:: Source records
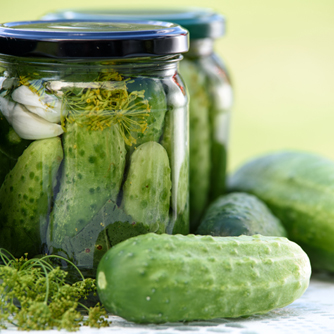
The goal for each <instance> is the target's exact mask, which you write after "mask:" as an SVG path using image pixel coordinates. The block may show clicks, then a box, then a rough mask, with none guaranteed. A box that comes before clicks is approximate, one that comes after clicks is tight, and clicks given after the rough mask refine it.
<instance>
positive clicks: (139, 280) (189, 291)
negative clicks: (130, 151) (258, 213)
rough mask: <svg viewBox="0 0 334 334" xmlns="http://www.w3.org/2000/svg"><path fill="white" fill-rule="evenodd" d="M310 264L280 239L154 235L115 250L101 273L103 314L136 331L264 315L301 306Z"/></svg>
mask: <svg viewBox="0 0 334 334" xmlns="http://www.w3.org/2000/svg"><path fill="white" fill-rule="evenodd" d="M310 275H311V267H310V262H309V259H308V257H307V255H306V254H305V253H304V251H303V250H302V249H301V248H300V247H299V246H298V245H297V244H295V243H293V242H291V241H289V240H288V239H286V238H281V237H265V236H260V235H256V236H240V237H212V236H195V235H188V236H183V235H168V234H162V235H158V234H154V233H149V234H145V235H141V236H138V237H134V238H131V239H128V240H125V241H123V242H121V243H119V244H118V245H116V246H115V247H113V248H111V249H110V250H109V251H108V252H107V253H106V254H105V255H104V256H103V258H102V260H101V261H100V263H99V266H98V269H97V290H98V295H99V297H100V300H101V302H102V303H103V305H104V306H105V308H106V309H107V310H108V311H109V312H112V313H113V314H115V315H119V316H121V317H123V318H125V319H126V320H128V321H133V322H136V323H164V322H176V321H192V320H208V319H214V318H220V317H231V318H235V317H240V316H247V315H252V314H262V313H266V312H268V311H270V310H272V309H275V308H280V307H284V306H286V305H288V304H290V303H292V302H293V301H294V300H295V299H297V298H299V297H300V296H301V295H302V294H303V293H304V291H305V290H306V288H307V287H308V284H309V279H310Z"/></svg>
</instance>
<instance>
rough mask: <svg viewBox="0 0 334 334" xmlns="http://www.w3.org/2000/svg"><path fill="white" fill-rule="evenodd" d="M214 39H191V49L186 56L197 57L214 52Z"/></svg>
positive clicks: (206, 38) (186, 56) (195, 57)
mask: <svg viewBox="0 0 334 334" xmlns="http://www.w3.org/2000/svg"><path fill="white" fill-rule="evenodd" d="M213 44H214V40H213V39H211V38H203V39H192V40H190V48H189V51H188V52H187V53H186V54H185V57H186V58H196V57H204V56H209V55H211V54H212V53H213Z"/></svg>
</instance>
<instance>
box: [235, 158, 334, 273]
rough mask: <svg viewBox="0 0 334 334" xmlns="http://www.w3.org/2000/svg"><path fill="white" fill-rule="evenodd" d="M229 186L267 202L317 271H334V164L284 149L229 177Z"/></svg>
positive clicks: (250, 161)
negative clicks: (283, 150) (257, 197)
mask: <svg viewBox="0 0 334 334" xmlns="http://www.w3.org/2000/svg"><path fill="white" fill-rule="evenodd" d="M229 188H230V189H231V190H234V191H245V192H249V193H252V194H254V195H256V196H257V197H259V198H260V199H261V200H263V201H264V202H265V203H266V204H267V205H268V207H269V208H270V209H271V211H272V212H273V213H274V215H275V216H276V217H278V218H279V219H280V220H281V222H282V223H283V224H284V226H285V228H286V230H287V232H288V237H289V239H291V240H293V241H295V242H297V243H298V244H299V245H300V246H301V247H302V248H303V249H304V250H305V251H306V252H307V254H308V256H309V257H310V260H311V263H312V268H313V269H319V270H328V271H331V272H334V261H333V259H334V163H333V161H330V160H328V159H326V158H323V157H321V156H318V155H315V154H310V153H304V152H298V151H283V152H277V153H273V154H268V155H265V156H262V157H259V158H257V159H254V160H252V161H250V162H248V163H246V164H245V165H244V166H242V167H241V168H240V169H239V170H237V171H236V172H235V173H234V174H233V175H232V176H231V178H230V179H229Z"/></svg>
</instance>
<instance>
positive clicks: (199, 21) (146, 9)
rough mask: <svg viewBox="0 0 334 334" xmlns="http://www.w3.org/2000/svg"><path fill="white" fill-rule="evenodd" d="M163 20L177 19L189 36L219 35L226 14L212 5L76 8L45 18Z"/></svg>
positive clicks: (174, 22)
mask: <svg viewBox="0 0 334 334" xmlns="http://www.w3.org/2000/svg"><path fill="white" fill-rule="evenodd" d="M117 18H118V19H119V18H122V19H124V20H128V19H130V20H131V19H134V20H139V19H140V20H161V21H168V22H174V23H176V24H179V25H180V26H182V27H184V28H186V29H187V30H189V33H190V39H201V38H213V39H215V38H218V37H220V36H222V35H224V34H225V18H224V16H222V15H220V14H217V13H215V12H214V11H213V10H211V9H209V8H184V9H170V8H169V9H168V8H166V9H163V8H162V9H155V10H149V9H133V10H127V9H100V10H93V9H92V10H87V9H85V10H84V9H83V10H80V9H73V10H63V11H57V12H53V13H48V14H46V15H44V16H43V17H42V19H43V20H50V19H76V20H77V19H94V20H114V19H117Z"/></svg>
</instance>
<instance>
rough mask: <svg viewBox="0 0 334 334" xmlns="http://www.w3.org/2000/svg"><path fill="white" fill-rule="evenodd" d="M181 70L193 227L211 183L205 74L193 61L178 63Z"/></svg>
mask: <svg viewBox="0 0 334 334" xmlns="http://www.w3.org/2000/svg"><path fill="white" fill-rule="evenodd" d="M180 72H181V73H182V77H183V79H184V81H185V82H186V84H187V87H188V91H189V96H190V103H189V131H190V132H189V139H190V140H189V159H190V163H189V179H190V184H189V193H190V194H189V197H190V199H189V200H190V230H191V231H195V230H196V228H197V227H198V225H199V221H200V218H201V215H202V214H203V211H204V209H205V207H206V205H207V202H208V193H209V187H210V169H211V156H210V149H211V143H210V131H211V130H210V122H209V121H210V119H209V98H208V95H207V92H206V88H205V86H206V82H205V76H204V74H203V73H201V71H200V70H199V68H198V67H197V66H196V64H195V63H193V62H192V61H189V60H187V59H184V60H182V62H181V63H180Z"/></svg>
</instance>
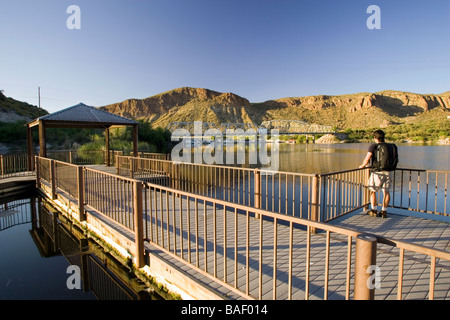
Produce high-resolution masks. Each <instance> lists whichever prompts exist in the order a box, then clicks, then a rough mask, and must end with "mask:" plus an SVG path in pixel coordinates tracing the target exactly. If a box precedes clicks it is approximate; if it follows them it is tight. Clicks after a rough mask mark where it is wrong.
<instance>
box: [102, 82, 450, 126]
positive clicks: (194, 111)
mask: <svg viewBox="0 0 450 320" xmlns="http://www.w3.org/2000/svg"><path fill="white" fill-rule="evenodd" d="M101 109H103V110H106V111H109V112H112V113H116V114H118V115H121V116H125V117H129V118H135V119H146V120H148V121H150V122H151V123H152V124H153V125H154V126H161V127H165V126H167V125H168V124H169V123H171V122H177V121H178V122H190V121H204V122H214V123H216V124H217V125H220V124H221V123H224V122H228V123H235V122H239V123H254V124H257V125H259V124H260V123H261V122H262V121H265V120H275V119H291V120H303V121H307V122H309V123H317V124H327V125H332V126H335V127H338V128H341V129H346V128H353V129H358V128H367V127H370V128H373V127H386V126H389V125H391V124H400V123H411V122H415V121H420V120H421V118H423V117H422V116H421V115H424V114H426V115H427V119H429V118H430V117H443V116H444V115H445V116H446V115H448V114H449V113H450V92H446V93H443V94H438V95H435V94H429V95H422V94H415V93H409V92H401V91H390V90H389V91H381V92H377V93H357V94H347V95H339V96H326V95H318V96H306V97H292V98H281V99H276V100H269V101H265V102H262V103H250V102H249V101H248V100H247V99H245V98H242V97H240V96H238V95H236V94H233V93H221V92H216V91H212V90H208V89H201V88H188V87H184V88H178V89H174V90H171V91H167V92H164V93H161V94H157V95H155V96H151V97H149V98H145V99H129V100H125V101H123V102H119V103H115V104H111V105H108V106H104V107H101Z"/></svg>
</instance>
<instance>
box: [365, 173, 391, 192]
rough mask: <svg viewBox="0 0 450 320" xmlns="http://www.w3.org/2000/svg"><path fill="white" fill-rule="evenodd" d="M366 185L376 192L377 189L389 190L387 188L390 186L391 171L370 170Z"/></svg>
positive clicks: (385, 190)
mask: <svg viewBox="0 0 450 320" xmlns="http://www.w3.org/2000/svg"><path fill="white" fill-rule="evenodd" d="M367 187H368V188H369V190H370V191H373V192H377V191H378V190H382V191H387V192H389V188H390V187H391V173H390V172H389V171H379V172H372V173H371V174H370V177H369V181H368V185H367Z"/></svg>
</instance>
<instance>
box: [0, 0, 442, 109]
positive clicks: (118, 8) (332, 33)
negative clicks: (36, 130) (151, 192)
mask: <svg viewBox="0 0 450 320" xmlns="http://www.w3.org/2000/svg"><path fill="white" fill-rule="evenodd" d="M1 5H2V6H1V10H0V31H1V40H0V89H3V90H4V93H5V95H6V96H10V97H13V98H15V99H18V100H22V101H26V102H28V103H31V104H34V105H37V104H38V87H41V106H42V107H43V108H45V109H47V110H48V111H50V112H54V111H57V110H60V109H63V108H66V107H69V106H72V105H75V104H77V103H79V102H84V103H86V104H89V105H93V106H102V105H107V104H110V103H115V102H120V101H123V100H125V99H129V98H138V99H141V98H146V97H149V96H152V95H154V94H158V93H161V92H164V91H168V90H171V89H174V88H178V87H183V86H189V87H201V88H208V89H212V90H216V91H220V92H233V93H235V94H238V95H240V96H243V97H245V98H247V99H249V100H250V101H251V102H262V101H266V100H269V99H277V98H283V97H294V96H297V97H298V96H307V95H318V94H327V95H339V94H348V93H358V92H378V91H381V90H388V89H389V90H402V91H409V92H416V93H442V92H445V91H449V90H450V80H449V79H450V77H449V73H450V1H448V0H428V1H424V0H420V1H405V0H389V1H387V0H371V1H366V0H342V1H337V0H334V1H327V0H316V1H313V0H302V1H300V0H297V1H295V0H290V1H288V0H281V1H280V0H278V1H268V0H260V1H253V0H155V1H150V0H128V1H118V0H109V1H106V0H70V1H67V0H39V1H36V0H28V1H25V0H2V2H1ZM70 5H77V6H78V7H79V8H80V11H81V19H80V22H81V23H80V26H81V29H79V30H76V29H75V30H70V29H68V28H67V25H66V21H67V19H68V18H69V17H70V16H71V14H68V13H67V12H66V11H67V8H68V7H69V6H70ZM370 5H377V6H379V8H380V10H381V29H379V30H370V29H368V28H367V25H366V21H367V19H368V18H369V17H370V16H371V14H367V13H366V10H367V8H368V7H369V6H370Z"/></svg>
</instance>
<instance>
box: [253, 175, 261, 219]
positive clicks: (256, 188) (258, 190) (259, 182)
mask: <svg viewBox="0 0 450 320" xmlns="http://www.w3.org/2000/svg"><path fill="white" fill-rule="evenodd" d="M254 173H255V178H254V189H253V190H254V194H255V208H256V209H261V170H260V169H258V168H257V169H255V171H254ZM255 218H256V219H259V218H260V215H259V214H257V213H256V214H255Z"/></svg>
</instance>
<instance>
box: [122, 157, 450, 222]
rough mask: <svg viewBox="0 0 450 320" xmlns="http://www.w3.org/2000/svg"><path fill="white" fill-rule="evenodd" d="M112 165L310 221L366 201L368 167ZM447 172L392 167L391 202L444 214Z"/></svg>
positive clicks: (141, 161)
mask: <svg viewBox="0 0 450 320" xmlns="http://www.w3.org/2000/svg"><path fill="white" fill-rule="evenodd" d="M116 166H117V173H118V174H121V175H125V176H129V177H132V178H136V179H141V180H143V181H148V182H152V183H156V184H160V185H164V186H171V187H173V188H175V189H178V190H182V191H187V192H191V193H195V194H199V195H204V196H209V197H213V198H216V199H221V200H226V201H230V202H233V203H237V204H244V205H248V206H254V207H256V208H261V209H265V210H268V211H272V212H277V213H280V214H286V215H290V216H295V217H301V218H307V219H313V220H315V221H322V222H326V221H329V220H332V219H335V218H337V217H340V216H342V215H345V214H347V213H350V212H353V211H355V210H358V209H361V208H363V207H366V206H368V205H369V190H368V188H367V181H368V178H369V175H370V169H368V168H365V169H352V170H345V171H339V172H333V173H325V174H316V175H314V174H301V173H293V172H272V171H264V170H259V169H249V168H239V167H228V166H214V165H204V164H195V163H175V162H172V161H168V160H159V159H143V158H134V157H121V156H119V157H117V164H116ZM449 175H450V172H444V171H426V170H415V169H398V170H396V171H395V172H394V173H392V188H391V206H393V207H397V208H402V209H408V210H412V211H419V212H423V213H429V214H436V215H445V216H448V215H449V212H450V209H449V206H450V201H447V199H448V192H447V190H448V180H449ZM378 199H380V197H378Z"/></svg>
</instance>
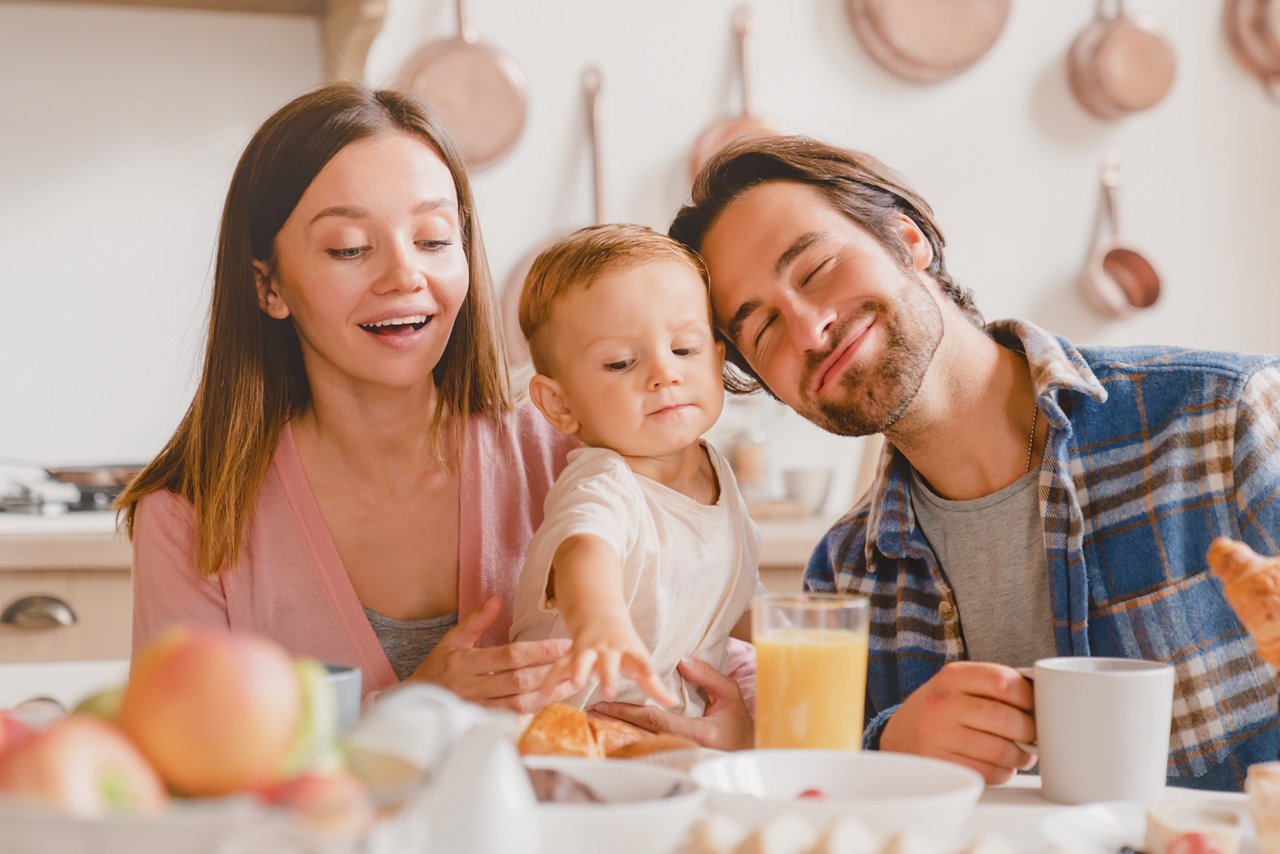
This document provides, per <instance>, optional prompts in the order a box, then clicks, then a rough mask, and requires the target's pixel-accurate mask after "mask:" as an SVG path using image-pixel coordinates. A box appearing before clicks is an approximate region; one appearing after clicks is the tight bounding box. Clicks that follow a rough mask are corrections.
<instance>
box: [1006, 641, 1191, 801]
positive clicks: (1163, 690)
mask: <svg viewBox="0 0 1280 854" xmlns="http://www.w3.org/2000/svg"><path fill="white" fill-rule="evenodd" d="M1020 672H1021V673H1023V676H1025V677H1028V679H1030V680H1032V681H1033V682H1034V691H1036V732H1037V743H1036V744H1034V745H1027V744H1019V746H1020V748H1023V749H1024V750H1028V752H1029V753H1036V754H1038V755H1039V775H1041V794H1043V795H1044V796H1046V798H1048V799H1050V800H1053V802H1057V803H1060V804H1083V803H1088V802H1093V800H1149V799H1152V798H1156V796H1158V795H1160V793H1161V790H1162V789H1164V787H1165V775H1166V773H1167V771H1166V768H1167V764H1169V732H1170V723H1171V721H1172V703H1174V668H1172V667H1170V666H1169V665H1162V663H1160V662H1153V661H1137V659H1130V658H1087V657H1078V658H1042V659H1039V661H1038V662H1036V667H1027V668H1023V670H1021V671H1020Z"/></svg>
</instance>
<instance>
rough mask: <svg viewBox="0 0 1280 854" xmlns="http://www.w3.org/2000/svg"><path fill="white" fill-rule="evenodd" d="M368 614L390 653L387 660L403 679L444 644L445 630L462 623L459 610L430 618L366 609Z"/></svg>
mask: <svg viewBox="0 0 1280 854" xmlns="http://www.w3.org/2000/svg"><path fill="white" fill-rule="evenodd" d="M365 616H366V617H369V625H370V626H372V627H374V634H375V635H378V643H380V644H381V645H383V652H384V653H387V661H389V662H390V663H392V670H394V671H396V679H398V680H401V681H404V680H406V679H408V676H410V673H412V672H413V671H415V670H417V666H419V665H421V663H422V659H424V658H426V657H428V656H429V654H430V652H431V650H433V649H435V645H436V644H438V643H440V638H443V636H444V632H445V631H448V630H449V629H452V627H453V626H456V625H458V612H457V611H451V612H449V613H444V615H440V616H439V617H430V618H429V620H392V618H390V617H385V616H383V615H380V613H378V612H376V611H370V609H369V608H365Z"/></svg>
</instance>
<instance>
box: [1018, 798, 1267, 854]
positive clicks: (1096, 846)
mask: <svg viewBox="0 0 1280 854" xmlns="http://www.w3.org/2000/svg"><path fill="white" fill-rule="evenodd" d="M1221 798H1222V795H1219V796H1212V795H1210V796H1206V798H1204V802H1206V803H1208V804H1212V807H1213V808H1215V809H1228V810H1231V812H1235V813H1236V814H1239V816H1240V821H1242V825H1243V826H1244V840H1243V842H1242V845H1240V854H1257V850H1258V842H1257V837H1256V836H1254V834H1253V822H1252V821H1251V819H1249V810H1248V805H1247V803H1245V802H1244V798H1243V796H1239V795H1238V796H1236V799H1238V800H1236V799H1226V800H1224V799H1221ZM1146 832H1147V804H1144V803H1142V802H1139V800H1112V802H1105V803H1098V804H1082V805H1080V807H1071V808H1070V809H1064V810H1062V812H1060V813H1055V814H1052V816H1050V817H1048V818H1046V819H1044V821H1043V822H1042V823H1041V835H1042V836H1044V839H1046V840H1047V841H1050V842H1053V844H1055V845H1057V846H1060V848H1068V849H1070V850H1073V851H1079V853H1080V854H1085V851H1087V853H1088V854H1117V851H1119V850H1120V849H1121V848H1123V846H1125V845H1128V846H1129V848H1135V849H1139V850H1140V849H1142V845H1143V836H1144V835H1146Z"/></svg>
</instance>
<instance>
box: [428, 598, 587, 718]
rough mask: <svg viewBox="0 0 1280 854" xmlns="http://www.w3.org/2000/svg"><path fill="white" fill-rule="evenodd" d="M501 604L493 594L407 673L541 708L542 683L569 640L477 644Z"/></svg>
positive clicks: (522, 703)
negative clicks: (479, 646) (517, 642)
mask: <svg viewBox="0 0 1280 854" xmlns="http://www.w3.org/2000/svg"><path fill="white" fill-rule="evenodd" d="M500 607H502V600H500V599H499V598H498V597H494V598H492V599H489V600H488V602H485V603H484V604H483V606H480V608H477V609H476V611H474V612H471V613H468V615H467V616H466V618H463V620H462V621H460V622H458V625H456V626H454V627H453V629H449V631H447V632H445V634H444V636H443V638H440V643H439V644H436V647H435V649H433V650H431V653H430V654H429V656H428V657H426V658H424V659H422V663H421V665H419V666H417V670H415V671H413V673H412V675H411V676H410V677H408V679H410V680H420V681H424V682H433V684H435V685H440V686H442V688H447V689H449V690H451V691H453V693H454V694H457V695H458V697H461V698H462V699H465V700H471V702H472V703H480V704H481V705H498V707H503V708H508V709H512V711H515V712H532V711H535V709H538V708H540V705H541V704H540V703H539V698H538V689H539V686H541V684H543V681H544V680H545V679H547V675H548V673H549V672H550V668H552V665H554V663H556V662H557V661H559V659H561V658H563V657H564V654H566V653H567V652H568V648H570V641H568V640H567V639H553V640H524V641H520V643H515V644H507V645H506V647H489V648H486V649H477V648H476V643H479V640H480V638H481V636H483V635H484V632H485V631H486V630H488V629H489V626H492V625H493V621H494V620H497V618H498V612H499V609H500ZM406 681H408V680H406ZM572 693H573V689H572V686H571V685H568V684H562V685H559V686H557V688H556V689H554V690H553V691H552V693H550V694H549V697H550V699H548V700H547V702H548V703H554V702H557V700H562V699H564V698H566V697H568V695H570V694H572Z"/></svg>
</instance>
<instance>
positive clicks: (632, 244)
mask: <svg viewBox="0 0 1280 854" xmlns="http://www.w3.org/2000/svg"><path fill="white" fill-rule="evenodd" d="M664 260H672V261H681V262H684V264H687V265H689V266H690V268H692V269H694V270H695V271H696V273H698V275H699V278H700V279H701V280H703V286H704V287H707V286H708V283H709V280H710V279H709V277H708V275H707V265H705V264H703V259H701V257H699V256H698V255H696V254H695V252H692V251H691V250H689V248H686V247H685V246H684V245H681V243H680V242H677V241H673V239H671V238H669V237H667V236H666V234H662V233H659V232H655V230H653V229H652V228H649V227H646V225H630V224H618V223H611V224H608V225H590V227H588V228H580V229H577V230H576V232H573V233H572V234H568V236H566V237H562V238H561V239H558V241H556V243H553V245H552V246H549V247H547V248H545V250H543V251H541V252H539V255H538V257H536V259H534V265H532V266H531V268H530V269H529V275H527V277H525V287H524V289H522V291H521V292H520V312H518V316H520V330H521V332H522V333H524V334H525V341H527V342H529V353H530V356H531V357H532V361H534V369H535V370H536V371H538V373H539V374H549V373H550V356H549V350H550V348H549V346H548V342H547V341H545V338H547V335H544V334H541V333H543V332H544V330H545V328H547V324H549V323H550V319H552V311H553V310H554V307H556V303H557V302H559V301H561V300H563V298H564V297H567V296H568V294H571V293H573V292H576V291H579V289H586V288H589V287H591V284H593V283H594V282H595V280H596V279H599V278H600V277H602V275H604V274H605V273H613V271H616V270H622V269H627V268H631V266H637V265H640V264H646V262H650V261H664Z"/></svg>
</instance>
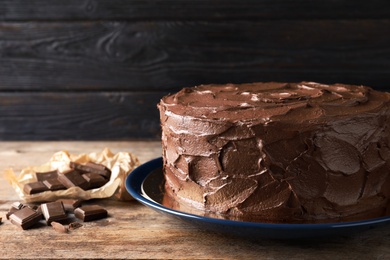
::::
### Work request:
In the listing above, find each line with the word "pixel" and return it.

### Reply to the task:
The goal for each <instance> is the target's exact mask, which you write after "mask:" as an SVG path using image pixel coordinates. The block may show clicks, then a box, then a rough mask, with none guaranteed. A box that comes before clicks is approximate, one that comes after clicks is tight, and clicks given after the rough mask refine it.
Produce high-resolution masks. Each <instance> lists whichever prompts exist in the order a box, then clicks, then a rough mask, and must end with "mask:" plus an SVG path in pixel coordinates tracing the target exactly. If a box precedes clicks it is approximate; if it follows them it is tight. Clicks after a rough mask mark where it is wrong.
This document provides, per <instance>, optional prompts in the order a box, then clicks, then a rough mask, and requires the target's pixel-accurate mask after "mask:" as an SVG path using image-pixel coordinates. A box appearing before clicks is an approximate region; one appearing after clicks is the tight bounding box. Clicks that follow a rough mask are corrections.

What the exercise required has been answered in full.